Excerpt to read below:
Rents across the nation are increasing at an alarming rate.

One-bedroom rent has gone up 10.7% and two-bedrooms are even higher at 13.1% according to the Zumper National Rent Report.

Their report further shows that rents have been hitting new all-time highs almost every month in 2021. One-bedroom rent was higher every month except April this year. Two-bedroom rent has consistently increased since February 2021.

These prices show no signs of slowing down either.  Apartment List shows that vacancy rates are down to 3.9% this September. A much tighter supply than the usual 6% rate recorded pre-pandemic. Low vacancy rates will lead to fierce competition between apartment hunters and drive up prices.

If you’re renting, these increases are only benefitting your landlord. It’s a different story for homeowners. Yes, home prices are rising too, but over time these increases will build your wealth due to equity. Research from the National Association of Realtors further proves this point,

Homeownership is a key pathway to building wealth and narrowing the racial income and wealth inequality gap. Housing wealth (equity) accumulation takes time and is built up by price appreciation and paying off the mortgage.”

Data below from Corelogic shows how much money the average homeowner made the past year just from making their monthly mortgage payments.

The average homeowner has gained $51,500 in equity over the past 12 months! Home prices aren’t expected to rise this quickly in the next few years, but there’s still a lot of wealth and equity to be gained in a home purchase today.

Over one hundred economists, real estate experts, and market strategists put together their most recent Home Price Expectation Survey. They predict home values (which reflects equity) to continue appreciating for the next few years. Their expected price increases were applied to a $350,000 home to create the chart below.

That’s a possible $111,285 of equity to be gained over the next five years!

How Are Principal And Interest Payments Calculated?
End of Excerpt to read.
Task set =>
A: Name every report, company, or group that the article on rents and home equity cites for its figures or research.
B: Answer these from the article on rents and home equity:
(i) By what percentage has two-bedroom rent gone up?
(ii) What vacancy rate does Apartment List show for this September?
(iii) How much equity has the average homeowner gained over the past 12 months?
C: Carry on the article on rents and home equity from its last line, the heading about how principal and interest payments are calculated.
The listing after this point is separate from the article on rents and home equity.
Data below below:
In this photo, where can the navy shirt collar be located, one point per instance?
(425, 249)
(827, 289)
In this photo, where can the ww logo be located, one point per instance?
End of Data below.
Outputs in order =>
A:
Zumper National Rent Report
Apartment List
National Association of Realtors
Corelogic
Home Price Expectation Survey

B:
(i) 13.1%
(ii) 3.9%
(iii) $51,500

C:
Although your total principal and interest payment will be the same each month, the principal and interest distributions change over time as your loan amount gets paid down. Your amortization schedule is the breakdown of how principal and interest is applied to your loan each month for the duration of your loan term.

For example, let’s say you have a $320,000, 30-year mortgage loan with a fixed interest rate of 5%. Your total principal and interest payment is $1,718 every month (for this example we are excluding any taxes and insurance).

For your first payment, $384.50 will go toward principal and $1,333.33 will go toward interest. Your original loan amount of $320,000 is now reduced to $319,615.50 after this first principal payment is applied.

For your second payment, you’ll still be paying $1,718 for principal and interest. However, your distribution is now based on the loan amount of $319,615.50 instead of $320,000. This means more of the monthly payment goes to paying down principal and less to interest.

This continues month after month until you reach a $0 balance on your loan. This helps explain how your P&I payments are applied to your loan. You’ll see this information on your monthly statement as well.

There are many amortization schedule calculators available for you to calculate your own scenarios.

Bottom Line

With rents and home prices on the rise, why not take advantage of homeownership? You can keep a consistent monthly payment and directly benefit from home price appreciation.